The FCA have provided detailed individual feedback on the firms included within the study so that they can implement the necessary remediations. For all other regulated firms, the FCA expects that they will review the findings and address any issues as required.
Key areas highlighted include:
Review and update policies, procedures and controls relating to the treatment of PEPs and their RCAs and to ensure that they reflect the current legislative position. This includes the requirement to classify UK PEPs and RCAs as lower risk in the absence of enhanced risk factors. If not already provided, staff should be provided with practical guidance on the risk-based and proportionate application of controls for PEPs and RCAs so that customers receive consistent outcomes.
Improve communication approach to ensure that messaging to PEPs and RCAs is clear and effective and also comply with the Consumer Duty principles. PEPs and RCAs should understand what information is being sought and why the requests are being made, allowing them to make effective, timely and properly informed decisions. Firms should provide clear explanations for any application rejections or account terminations, including relevant contact details so that customers can follow up if needed.
Improve Staff Training in relation to the handling of PEPs and RCAs. This should be tailored to the role of the employee and provide a range of practical examples and case studies, as well as examples of good and poor practices.
FCA Consultation – in addition to advising how firms can improve their application of the guidance, the FCA has also launched a consultation on its proposed amendments to its guidance on the treatment of PEPs:
Clarifying that non-executive board members of civil service department should not be classified as PEPs because of their role.
Updating guidance to reflect the latest legislation which states that firms should treat UK PEPs as lower risk than non-UK PEPs, unless there are other risk factors that are unrelated to their PEP status.
# # # # # # #
Goal –
Extract the entire passage on the FCA's findings and consultation about PEPs, copying it word for word.

Raw records –
# # # # # # #
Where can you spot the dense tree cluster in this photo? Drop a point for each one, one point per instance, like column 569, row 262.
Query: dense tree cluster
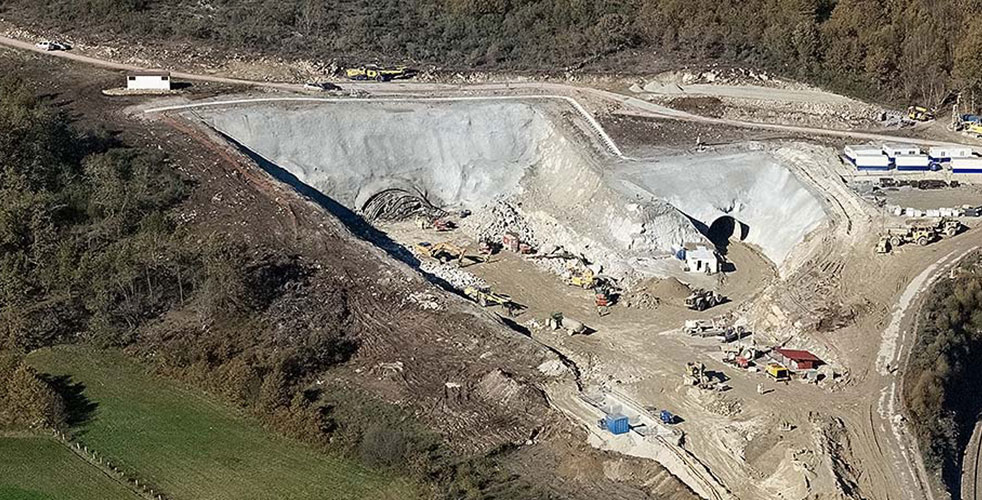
column 27, row 401
column 942, row 380
column 905, row 49
column 85, row 241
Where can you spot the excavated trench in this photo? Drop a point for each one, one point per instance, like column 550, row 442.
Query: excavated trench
column 391, row 160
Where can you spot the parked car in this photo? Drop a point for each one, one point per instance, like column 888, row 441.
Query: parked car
column 47, row 45
column 322, row 86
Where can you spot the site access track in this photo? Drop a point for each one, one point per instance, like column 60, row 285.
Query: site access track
column 905, row 477
column 631, row 104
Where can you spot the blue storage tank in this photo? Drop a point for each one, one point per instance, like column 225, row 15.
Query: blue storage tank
column 617, row 424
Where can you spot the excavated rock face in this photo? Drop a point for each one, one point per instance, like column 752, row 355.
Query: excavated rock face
column 511, row 158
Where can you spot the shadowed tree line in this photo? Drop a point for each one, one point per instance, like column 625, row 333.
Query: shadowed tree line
column 91, row 252
column 942, row 379
column 903, row 49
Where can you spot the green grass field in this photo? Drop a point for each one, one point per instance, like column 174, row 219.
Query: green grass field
column 38, row 468
column 190, row 446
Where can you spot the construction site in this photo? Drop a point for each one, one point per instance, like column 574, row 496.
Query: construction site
column 729, row 296
column 707, row 298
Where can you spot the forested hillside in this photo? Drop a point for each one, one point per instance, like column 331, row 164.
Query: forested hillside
column 902, row 49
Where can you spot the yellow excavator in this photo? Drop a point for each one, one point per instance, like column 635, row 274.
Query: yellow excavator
column 583, row 279
column 378, row 73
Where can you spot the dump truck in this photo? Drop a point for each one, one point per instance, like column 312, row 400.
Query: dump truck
column 378, row 73
column 950, row 227
column 701, row 299
column 883, row 245
column 922, row 235
column 919, row 114
column 778, row 372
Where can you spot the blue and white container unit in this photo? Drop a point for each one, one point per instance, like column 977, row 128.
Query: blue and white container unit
column 966, row 165
column 944, row 154
column 912, row 163
column 866, row 157
column 893, row 150
column 616, row 423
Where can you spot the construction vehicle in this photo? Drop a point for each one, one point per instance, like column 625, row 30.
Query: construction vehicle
column 485, row 297
column 697, row 375
column 377, row 73
column 950, row 227
column 444, row 225
column 443, row 252
column 883, row 245
column 702, row 299
column 778, row 372
column 446, row 252
column 919, row 114
column 922, row 235
column 558, row 321
column 703, row 328
column 604, row 297
column 667, row 417
column 583, row 279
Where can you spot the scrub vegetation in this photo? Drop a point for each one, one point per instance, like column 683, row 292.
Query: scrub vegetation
column 192, row 433
column 39, row 468
column 907, row 49
column 93, row 254
column 941, row 385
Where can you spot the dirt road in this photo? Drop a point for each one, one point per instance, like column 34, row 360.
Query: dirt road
column 632, row 105
column 970, row 465
column 745, row 92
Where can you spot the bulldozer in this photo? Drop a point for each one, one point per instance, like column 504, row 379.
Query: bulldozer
column 702, row 299
column 378, row 73
column 919, row 114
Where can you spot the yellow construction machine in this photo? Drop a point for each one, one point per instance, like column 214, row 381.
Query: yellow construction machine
column 583, row 279
column 919, row 114
column 378, row 73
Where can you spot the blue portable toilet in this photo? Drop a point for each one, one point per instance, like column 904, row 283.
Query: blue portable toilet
column 617, row 424
column 667, row 417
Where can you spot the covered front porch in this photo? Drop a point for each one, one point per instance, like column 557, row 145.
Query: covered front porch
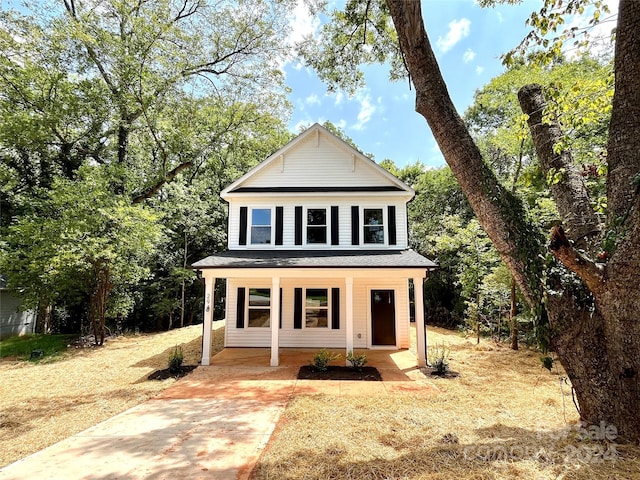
column 364, row 293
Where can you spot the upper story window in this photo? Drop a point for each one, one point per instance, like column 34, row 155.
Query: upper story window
column 373, row 220
column 261, row 226
column 259, row 307
column 316, row 308
column 317, row 225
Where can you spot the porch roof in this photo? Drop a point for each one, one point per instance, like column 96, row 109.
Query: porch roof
column 315, row 259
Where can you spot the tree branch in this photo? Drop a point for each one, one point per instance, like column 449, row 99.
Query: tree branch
column 500, row 213
column 624, row 130
column 166, row 179
column 590, row 272
column 570, row 193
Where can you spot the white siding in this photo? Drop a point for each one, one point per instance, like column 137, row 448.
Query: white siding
column 319, row 337
column 310, row 164
column 344, row 204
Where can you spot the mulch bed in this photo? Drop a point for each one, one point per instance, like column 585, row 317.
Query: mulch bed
column 309, row 372
column 164, row 374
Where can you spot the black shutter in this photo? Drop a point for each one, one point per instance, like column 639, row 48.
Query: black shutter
column 279, row 220
column 335, row 232
column 298, row 225
column 280, row 308
column 240, row 308
column 355, row 225
column 242, row 240
column 391, row 219
column 297, row 308
column 335, row 308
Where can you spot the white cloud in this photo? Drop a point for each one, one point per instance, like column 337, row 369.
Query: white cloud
column 468, row 56
column 599, row 35
column 458, row 29
column 302, row 23
column 312, row 99
column 367, row 109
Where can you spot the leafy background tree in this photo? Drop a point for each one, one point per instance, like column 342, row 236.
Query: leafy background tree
# # # # # # #
Solution –
The FCA have provided detailed individual feedback on the firms included within the study so that they can implement the necessary remediations. For all other regulated firms, the FCA expects that they will review the findings and address any issues as required.
Key areas highlighted include:
Review and update policies, procedures and controls relating to the treatment of PEPs and their RCAs and to ensure that they reflect the current legislative position. This includes the requirement to classify UK PEPs and RCAs as lower risk in the absence of enhanced risk factors. If not already provided, staff should be provided with practical guidance on the risk-based and proportionate application of controls for PEPs and RCAs so that customers receive consistent outcomes.
Improve communication approach to ensure that messaging to PEPs and RCAs is clear and effective and also comply with the Consumer Duty principles. PEPs and RCAs should understand what information is being sought and why the requests are being made, allowing them to make effective, timely and properly informed decisions. Firms should provide clear explanations for any application rejections or account terminations, including relevant contact details so that customers can follow up if needed.
Improve Staff Training in relation to the handling of PEPs and RCAs. This should be tailored to the role of the employee and provide a range of practical examples and case studies, as well as examples of good and poor practices.
FCA Consultation – in addition to advising how firms can improve their application of the guidance, the FCA has also launched a consultation on its proposed amendments to its guidance on the treatment of PEPs:
Clarifying that non-executive board members of civil service department should not be classified as PEPs because of their role.
Updating guidance to reflect the latest legislation which states that firms should treat UK PEPs as lower risk than non-UK PEPs, unless there are other risk factors that are unrelated to their PEP status.